- _PAGE EXCERPT_
— BEGIN —
# Shift Knob



## 04YJ-GTO (Nov 7, 2007)

Anybody know where you can pick a Factory shift knob for a GTO? I have an 04 yellow jacket, so I guess the 05 shift knob would work too.The silver on top has starting to come off and the leather around it is worn out on it.


----------



## macgto7004 (Jul 22, 2007)

You would be best to try and find one in a recycling yard, cause a new one, w/YJ stitching is $207 at GMPartshouse.

Russ


----------



## 04YJ-GTO (Nov 7, 2007)

I know I didn't even bother calling Pontiac lol


----------



## 04BLKGOAT (Apr 27, 2007)

Here is one off of ebay. eBay Motors: 2005 Pontiac GTO red stitch shift boot/knob NO RESERVE (item 330207854802 end time Feb-01-08 19:21:38 PST).
— END —
- _DATA SHOWN_
— BEGIN —
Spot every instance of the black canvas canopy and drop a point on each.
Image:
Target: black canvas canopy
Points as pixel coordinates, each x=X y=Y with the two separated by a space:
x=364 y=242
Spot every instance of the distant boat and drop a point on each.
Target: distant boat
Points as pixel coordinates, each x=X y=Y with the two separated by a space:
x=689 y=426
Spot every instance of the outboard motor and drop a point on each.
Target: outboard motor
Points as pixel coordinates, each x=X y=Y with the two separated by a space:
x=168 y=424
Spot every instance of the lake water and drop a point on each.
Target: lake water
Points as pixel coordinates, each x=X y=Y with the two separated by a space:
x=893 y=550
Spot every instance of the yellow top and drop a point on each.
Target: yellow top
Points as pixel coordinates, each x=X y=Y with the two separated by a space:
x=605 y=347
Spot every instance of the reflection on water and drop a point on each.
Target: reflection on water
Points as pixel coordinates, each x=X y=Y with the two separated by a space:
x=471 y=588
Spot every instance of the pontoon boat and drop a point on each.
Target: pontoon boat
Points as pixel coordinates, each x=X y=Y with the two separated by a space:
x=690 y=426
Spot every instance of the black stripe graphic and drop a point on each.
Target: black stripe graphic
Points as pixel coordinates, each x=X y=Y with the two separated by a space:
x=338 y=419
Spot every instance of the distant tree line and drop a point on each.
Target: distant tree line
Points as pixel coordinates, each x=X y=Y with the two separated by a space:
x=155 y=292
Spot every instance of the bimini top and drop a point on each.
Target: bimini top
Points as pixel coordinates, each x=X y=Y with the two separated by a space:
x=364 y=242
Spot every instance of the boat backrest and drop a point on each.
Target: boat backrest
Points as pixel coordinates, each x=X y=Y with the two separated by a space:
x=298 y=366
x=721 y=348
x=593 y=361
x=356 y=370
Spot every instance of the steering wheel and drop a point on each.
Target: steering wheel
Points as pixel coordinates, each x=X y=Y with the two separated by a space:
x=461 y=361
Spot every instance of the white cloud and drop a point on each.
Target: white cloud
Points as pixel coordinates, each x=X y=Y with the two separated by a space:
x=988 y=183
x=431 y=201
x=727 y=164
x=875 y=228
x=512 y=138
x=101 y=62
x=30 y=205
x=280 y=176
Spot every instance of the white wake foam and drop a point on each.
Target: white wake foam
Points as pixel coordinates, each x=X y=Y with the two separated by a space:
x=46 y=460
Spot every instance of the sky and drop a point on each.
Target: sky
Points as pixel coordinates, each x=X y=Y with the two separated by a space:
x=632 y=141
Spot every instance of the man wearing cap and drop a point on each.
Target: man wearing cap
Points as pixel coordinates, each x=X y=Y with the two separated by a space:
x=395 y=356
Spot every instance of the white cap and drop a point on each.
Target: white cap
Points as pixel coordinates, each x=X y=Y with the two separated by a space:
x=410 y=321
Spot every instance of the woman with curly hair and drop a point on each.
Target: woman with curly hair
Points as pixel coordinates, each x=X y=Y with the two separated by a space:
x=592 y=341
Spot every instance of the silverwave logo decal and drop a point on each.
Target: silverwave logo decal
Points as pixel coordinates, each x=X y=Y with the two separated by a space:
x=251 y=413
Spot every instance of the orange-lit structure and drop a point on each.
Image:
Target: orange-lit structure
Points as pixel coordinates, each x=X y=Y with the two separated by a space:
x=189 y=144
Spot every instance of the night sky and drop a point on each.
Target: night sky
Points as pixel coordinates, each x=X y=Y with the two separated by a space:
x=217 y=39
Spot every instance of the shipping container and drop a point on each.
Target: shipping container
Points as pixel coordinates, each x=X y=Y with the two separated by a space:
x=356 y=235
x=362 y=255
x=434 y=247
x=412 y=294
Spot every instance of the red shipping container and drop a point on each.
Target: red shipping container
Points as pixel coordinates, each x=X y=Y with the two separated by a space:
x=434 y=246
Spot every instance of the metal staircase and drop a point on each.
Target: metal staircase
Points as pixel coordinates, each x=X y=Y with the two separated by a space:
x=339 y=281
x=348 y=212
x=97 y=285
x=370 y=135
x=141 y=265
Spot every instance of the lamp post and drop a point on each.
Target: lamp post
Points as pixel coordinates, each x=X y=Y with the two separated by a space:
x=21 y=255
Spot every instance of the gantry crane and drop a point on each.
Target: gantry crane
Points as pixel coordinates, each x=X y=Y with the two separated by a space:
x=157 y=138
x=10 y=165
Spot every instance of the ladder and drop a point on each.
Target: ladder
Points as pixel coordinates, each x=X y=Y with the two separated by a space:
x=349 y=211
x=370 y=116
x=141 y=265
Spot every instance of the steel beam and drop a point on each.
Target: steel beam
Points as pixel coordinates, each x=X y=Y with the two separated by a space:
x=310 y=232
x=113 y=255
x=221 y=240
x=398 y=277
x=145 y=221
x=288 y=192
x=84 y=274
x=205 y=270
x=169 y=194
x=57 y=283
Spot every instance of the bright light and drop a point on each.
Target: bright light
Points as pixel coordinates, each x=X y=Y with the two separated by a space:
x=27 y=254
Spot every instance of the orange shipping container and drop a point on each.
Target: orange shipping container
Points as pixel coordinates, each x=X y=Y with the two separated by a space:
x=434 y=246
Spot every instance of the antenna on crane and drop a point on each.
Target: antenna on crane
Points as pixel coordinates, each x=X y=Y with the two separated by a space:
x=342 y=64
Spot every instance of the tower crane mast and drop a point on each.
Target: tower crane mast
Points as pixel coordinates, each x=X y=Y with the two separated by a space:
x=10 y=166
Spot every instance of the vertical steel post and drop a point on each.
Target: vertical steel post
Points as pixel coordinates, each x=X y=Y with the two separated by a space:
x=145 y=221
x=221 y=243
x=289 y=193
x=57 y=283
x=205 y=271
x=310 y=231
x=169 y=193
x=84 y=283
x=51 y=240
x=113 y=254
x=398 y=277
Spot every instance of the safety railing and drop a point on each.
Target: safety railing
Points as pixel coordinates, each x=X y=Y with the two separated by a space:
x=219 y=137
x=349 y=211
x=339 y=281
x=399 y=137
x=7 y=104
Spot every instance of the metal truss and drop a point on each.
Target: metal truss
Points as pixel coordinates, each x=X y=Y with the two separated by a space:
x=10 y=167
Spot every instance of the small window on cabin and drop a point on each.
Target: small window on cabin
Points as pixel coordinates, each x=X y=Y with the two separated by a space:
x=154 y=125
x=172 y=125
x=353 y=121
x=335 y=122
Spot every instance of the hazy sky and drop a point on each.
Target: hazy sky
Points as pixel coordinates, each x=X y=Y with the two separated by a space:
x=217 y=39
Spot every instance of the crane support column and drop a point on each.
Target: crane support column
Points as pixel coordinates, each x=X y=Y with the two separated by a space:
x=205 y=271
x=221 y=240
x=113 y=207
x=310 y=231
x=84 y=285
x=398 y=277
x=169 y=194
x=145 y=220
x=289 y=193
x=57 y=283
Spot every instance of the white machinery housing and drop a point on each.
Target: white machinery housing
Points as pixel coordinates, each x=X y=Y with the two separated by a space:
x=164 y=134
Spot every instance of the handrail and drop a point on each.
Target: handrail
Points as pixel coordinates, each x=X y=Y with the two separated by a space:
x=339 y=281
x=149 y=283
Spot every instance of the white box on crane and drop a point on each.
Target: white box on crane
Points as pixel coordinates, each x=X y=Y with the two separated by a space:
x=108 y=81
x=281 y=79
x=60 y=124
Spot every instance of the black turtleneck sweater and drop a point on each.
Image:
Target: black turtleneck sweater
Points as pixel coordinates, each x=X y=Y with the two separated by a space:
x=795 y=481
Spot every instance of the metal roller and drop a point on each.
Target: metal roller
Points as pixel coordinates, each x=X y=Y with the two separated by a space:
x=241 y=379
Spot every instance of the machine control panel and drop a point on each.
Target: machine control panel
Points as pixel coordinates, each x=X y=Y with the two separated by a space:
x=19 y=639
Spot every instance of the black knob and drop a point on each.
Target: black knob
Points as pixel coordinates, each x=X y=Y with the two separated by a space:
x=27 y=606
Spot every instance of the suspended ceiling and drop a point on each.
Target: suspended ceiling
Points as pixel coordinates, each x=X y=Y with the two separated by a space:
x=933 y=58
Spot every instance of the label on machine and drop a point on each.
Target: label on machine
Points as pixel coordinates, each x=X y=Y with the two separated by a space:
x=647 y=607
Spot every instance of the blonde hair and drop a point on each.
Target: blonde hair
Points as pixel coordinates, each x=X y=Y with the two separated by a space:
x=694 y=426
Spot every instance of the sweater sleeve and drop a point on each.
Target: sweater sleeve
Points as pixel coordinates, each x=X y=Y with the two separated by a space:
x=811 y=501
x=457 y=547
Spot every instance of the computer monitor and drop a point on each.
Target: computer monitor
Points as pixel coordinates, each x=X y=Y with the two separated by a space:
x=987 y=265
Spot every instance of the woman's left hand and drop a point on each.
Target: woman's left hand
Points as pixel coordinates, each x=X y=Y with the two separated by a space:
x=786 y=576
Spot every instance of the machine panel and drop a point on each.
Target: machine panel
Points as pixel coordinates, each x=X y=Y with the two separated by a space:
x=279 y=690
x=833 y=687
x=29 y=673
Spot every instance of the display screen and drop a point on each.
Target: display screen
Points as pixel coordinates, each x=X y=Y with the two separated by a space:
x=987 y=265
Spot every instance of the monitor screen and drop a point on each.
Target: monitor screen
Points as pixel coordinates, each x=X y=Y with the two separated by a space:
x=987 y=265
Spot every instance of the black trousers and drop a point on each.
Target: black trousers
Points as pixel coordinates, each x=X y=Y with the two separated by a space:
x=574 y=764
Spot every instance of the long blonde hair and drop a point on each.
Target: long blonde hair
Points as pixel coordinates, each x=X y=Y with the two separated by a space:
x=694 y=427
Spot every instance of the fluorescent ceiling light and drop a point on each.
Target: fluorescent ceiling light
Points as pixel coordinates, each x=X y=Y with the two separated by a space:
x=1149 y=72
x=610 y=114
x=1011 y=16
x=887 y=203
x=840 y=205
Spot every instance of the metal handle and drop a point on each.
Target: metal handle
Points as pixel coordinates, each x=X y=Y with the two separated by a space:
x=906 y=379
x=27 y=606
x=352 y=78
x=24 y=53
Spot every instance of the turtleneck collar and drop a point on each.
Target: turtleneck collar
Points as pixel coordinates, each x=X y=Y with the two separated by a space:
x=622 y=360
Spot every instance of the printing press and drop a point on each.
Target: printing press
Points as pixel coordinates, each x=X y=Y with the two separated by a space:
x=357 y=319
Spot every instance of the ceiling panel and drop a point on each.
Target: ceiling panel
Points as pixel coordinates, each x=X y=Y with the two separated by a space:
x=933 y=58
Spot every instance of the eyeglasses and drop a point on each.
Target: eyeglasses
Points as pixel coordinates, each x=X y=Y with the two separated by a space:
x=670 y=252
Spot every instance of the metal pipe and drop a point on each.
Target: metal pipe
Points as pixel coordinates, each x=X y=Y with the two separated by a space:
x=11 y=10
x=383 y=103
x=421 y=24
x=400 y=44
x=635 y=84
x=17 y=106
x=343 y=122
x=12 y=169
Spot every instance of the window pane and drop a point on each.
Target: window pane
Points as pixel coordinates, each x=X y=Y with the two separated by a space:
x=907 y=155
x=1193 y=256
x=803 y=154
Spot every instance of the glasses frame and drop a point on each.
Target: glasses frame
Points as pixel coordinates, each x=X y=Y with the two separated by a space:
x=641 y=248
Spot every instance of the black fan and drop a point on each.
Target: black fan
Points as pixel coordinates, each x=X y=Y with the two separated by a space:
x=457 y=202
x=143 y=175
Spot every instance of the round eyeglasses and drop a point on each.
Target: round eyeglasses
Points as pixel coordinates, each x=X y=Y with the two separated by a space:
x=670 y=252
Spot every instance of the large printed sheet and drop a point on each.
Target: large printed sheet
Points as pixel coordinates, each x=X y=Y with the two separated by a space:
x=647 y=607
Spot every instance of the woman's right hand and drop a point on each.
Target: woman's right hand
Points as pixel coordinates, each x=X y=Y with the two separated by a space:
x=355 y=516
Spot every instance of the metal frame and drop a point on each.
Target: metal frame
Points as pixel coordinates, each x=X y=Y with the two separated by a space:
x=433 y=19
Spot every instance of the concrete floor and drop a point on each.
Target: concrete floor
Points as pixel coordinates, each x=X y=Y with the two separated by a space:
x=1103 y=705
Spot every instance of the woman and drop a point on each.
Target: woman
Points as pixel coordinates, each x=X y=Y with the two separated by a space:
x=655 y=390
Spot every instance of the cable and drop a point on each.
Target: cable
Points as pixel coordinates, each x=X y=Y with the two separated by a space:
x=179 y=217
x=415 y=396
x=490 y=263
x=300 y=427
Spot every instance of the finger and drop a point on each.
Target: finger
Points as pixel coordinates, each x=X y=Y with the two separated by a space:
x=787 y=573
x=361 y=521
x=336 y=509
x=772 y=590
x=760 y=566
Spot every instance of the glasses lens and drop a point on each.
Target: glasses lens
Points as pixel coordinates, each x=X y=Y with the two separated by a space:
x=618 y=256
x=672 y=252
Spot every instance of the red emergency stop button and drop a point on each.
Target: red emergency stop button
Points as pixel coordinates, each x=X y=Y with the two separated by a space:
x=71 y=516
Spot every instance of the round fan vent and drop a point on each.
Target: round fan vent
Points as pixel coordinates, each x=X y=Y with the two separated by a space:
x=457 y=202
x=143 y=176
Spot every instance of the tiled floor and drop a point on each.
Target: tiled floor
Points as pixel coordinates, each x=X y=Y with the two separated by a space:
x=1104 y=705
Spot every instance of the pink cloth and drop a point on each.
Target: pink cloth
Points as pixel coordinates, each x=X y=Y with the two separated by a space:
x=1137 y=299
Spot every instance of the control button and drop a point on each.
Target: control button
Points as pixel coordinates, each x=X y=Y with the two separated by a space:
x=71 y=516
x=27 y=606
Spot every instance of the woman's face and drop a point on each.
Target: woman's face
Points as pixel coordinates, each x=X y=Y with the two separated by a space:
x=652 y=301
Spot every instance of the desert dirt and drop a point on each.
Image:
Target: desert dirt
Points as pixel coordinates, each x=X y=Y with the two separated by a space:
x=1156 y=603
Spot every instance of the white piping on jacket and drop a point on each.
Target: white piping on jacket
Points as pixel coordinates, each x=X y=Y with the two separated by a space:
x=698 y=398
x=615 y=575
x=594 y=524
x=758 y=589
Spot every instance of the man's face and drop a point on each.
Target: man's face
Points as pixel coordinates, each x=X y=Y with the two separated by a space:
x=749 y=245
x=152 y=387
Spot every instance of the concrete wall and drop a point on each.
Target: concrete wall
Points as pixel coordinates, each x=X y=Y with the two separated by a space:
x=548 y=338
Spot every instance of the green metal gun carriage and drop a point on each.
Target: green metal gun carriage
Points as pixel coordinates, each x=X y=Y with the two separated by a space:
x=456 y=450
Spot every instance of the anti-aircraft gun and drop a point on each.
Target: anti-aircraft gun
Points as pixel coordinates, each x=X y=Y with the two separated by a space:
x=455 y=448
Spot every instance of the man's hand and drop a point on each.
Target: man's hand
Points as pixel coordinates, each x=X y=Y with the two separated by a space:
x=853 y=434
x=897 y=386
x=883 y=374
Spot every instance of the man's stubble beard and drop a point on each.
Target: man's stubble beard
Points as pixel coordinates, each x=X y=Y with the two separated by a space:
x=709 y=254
— END —
- _SHORT EXERCISE_
Continue the GTO shift knob forum thread from its last post.

- _ANSWER TO THIS PROBLEM_
You may also want to try cleveland pick a parts. They do have a ebay store.


----------



## speedwrenchx10 (May 6, 2006)

JHP in austrailia had several on their web site but I did not see them when I looked mabey contact them?


----------



## kicks06 (Nov 21, 2007)

How do you get the old one off...I just purchased a new white hurst knob for my 06' and now do not have clue how to get it off...help


----------



## 04YJ-GTO (Nov 7, 2007)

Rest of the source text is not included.